Data records
begin
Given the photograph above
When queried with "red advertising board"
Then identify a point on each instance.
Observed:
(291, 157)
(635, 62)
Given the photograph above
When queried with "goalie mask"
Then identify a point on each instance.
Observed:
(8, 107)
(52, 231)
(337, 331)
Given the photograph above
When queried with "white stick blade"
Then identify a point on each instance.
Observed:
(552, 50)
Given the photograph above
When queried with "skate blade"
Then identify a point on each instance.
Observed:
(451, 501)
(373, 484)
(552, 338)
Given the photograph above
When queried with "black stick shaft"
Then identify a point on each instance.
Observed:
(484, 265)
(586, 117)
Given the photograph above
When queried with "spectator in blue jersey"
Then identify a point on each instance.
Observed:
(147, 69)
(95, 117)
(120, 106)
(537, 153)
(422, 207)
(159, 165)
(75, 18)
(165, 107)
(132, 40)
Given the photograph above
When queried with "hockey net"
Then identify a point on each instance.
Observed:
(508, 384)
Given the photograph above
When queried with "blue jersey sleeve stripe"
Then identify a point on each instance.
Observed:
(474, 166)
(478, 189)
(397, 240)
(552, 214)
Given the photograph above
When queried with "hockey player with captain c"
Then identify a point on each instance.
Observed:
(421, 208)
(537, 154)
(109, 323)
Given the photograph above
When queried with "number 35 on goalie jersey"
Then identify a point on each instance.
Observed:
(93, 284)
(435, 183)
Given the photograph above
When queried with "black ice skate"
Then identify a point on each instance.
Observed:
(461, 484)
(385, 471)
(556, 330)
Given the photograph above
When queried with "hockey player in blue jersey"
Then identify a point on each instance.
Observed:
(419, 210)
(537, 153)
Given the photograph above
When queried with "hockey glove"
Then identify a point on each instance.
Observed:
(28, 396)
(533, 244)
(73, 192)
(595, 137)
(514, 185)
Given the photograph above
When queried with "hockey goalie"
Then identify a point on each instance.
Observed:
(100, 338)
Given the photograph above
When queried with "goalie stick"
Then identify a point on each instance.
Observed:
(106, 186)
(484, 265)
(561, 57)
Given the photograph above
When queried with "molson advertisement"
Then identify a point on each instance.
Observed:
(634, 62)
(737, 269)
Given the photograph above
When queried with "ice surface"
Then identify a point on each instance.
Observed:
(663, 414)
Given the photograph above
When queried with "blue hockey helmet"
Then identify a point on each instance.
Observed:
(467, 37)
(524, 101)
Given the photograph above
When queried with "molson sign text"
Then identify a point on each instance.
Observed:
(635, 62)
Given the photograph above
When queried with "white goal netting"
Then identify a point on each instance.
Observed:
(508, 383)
end
Repeat the data precisely, line by line.

Given the photograph above
When queried with "red advertising board"
Then identify a point on each instance.
Observed:
(291, 157)
(635, 62)
Given the photograph above
When queried with "goalie mask"
Then identify a point on each instance.
Observed:
(8, 107)
(52, 231)
(337, 331)
Given the photograph above
When queried with "white stick blade"
Then identify a point on each instance.
Observed:
(552, 50)
Given the photograph above
When queried with "skate blade"
Then identify a point on each instance.
Observed:
(451, 501)
(373, 484)
(552, 338)
Given the photograph above
When queried with "black stick shaft"
Then identify a point on each instance.
Observed:
(484, 265)
(586, 117)
Given the photograph above
When queried with "spectator in blue jersey"
Then identify a point on each instance.
Observed:
(147, 69)
(95, 117)
(120, 106)
(537, 153)
(422, 207)
(159, 165)
(75, 18)
(165, 107)
(132, 40)
Given the photograph above
When queried with "hockey net"
Then identify a point on each instance.
Observed:
(508, 384)
Given the photograph above
When queried with "blue jersey sleeve stripe"
Then identify a point on each instance.
Observed:
(474, 166)
(478, 189)
(397, 240)
(552, 214)
Given the photograph above
When queried with "hockey player with captain c"
Then identify a point on each instance.
Observed:
(421, 208)
(537, 154)
(109, 323)
Given the photograph above
When queried with "number 35 on goalie jersey"
Then identify a point on each instance.
Observed:
(93, 284)
(435, 183)
Given the photograph above
When queried with "black ice skate"
Then identify a point on each instance.
Observed:
(461, 484)
(385, 471)
(556, 330)
Given the photograph above
When queried with "hockey player in blue jersey"
Then identify a point on each instance.
Observed:
(419, 210)
(537, 153)
Given the photograph above
When queried with "hockey glove"
Then identify a point on each instance.
Observed:
(28, 396)
(533, 244)
(73, 192)
(595, 137)
(514, 185)
Given the photograph above
When queried with "hockey goalie"
Then identify a point on each instance.
Observed:
(100, 338)
Given the photograph above
When queried with "goalie stick"
Then identify a point on each instance.
Observed:
(106, 186)
(484, 265)
(561, 57)
Given the photograph above
When queried with "molson advertisement"
Then identify a point on each instance.
Observed:
(634, 62)
(737, 269)
Given the photograph above
When queried with "ice surface"
Then identify a point on each instance.
Observed:
(663, 414)
Given the photograph above
When queried with "blue hockey helmet"
Then identify a point on each instance.
Observed:
(467, 37)
(524, 101)
Given the photograph above
When queried with "molson sign text"
Then identify a point on each instance.
Observed:
(635, 62)
Given the photograph above
When queried with "white goal netting"
Then identify a point on each instance.
Observed:
(508, 383)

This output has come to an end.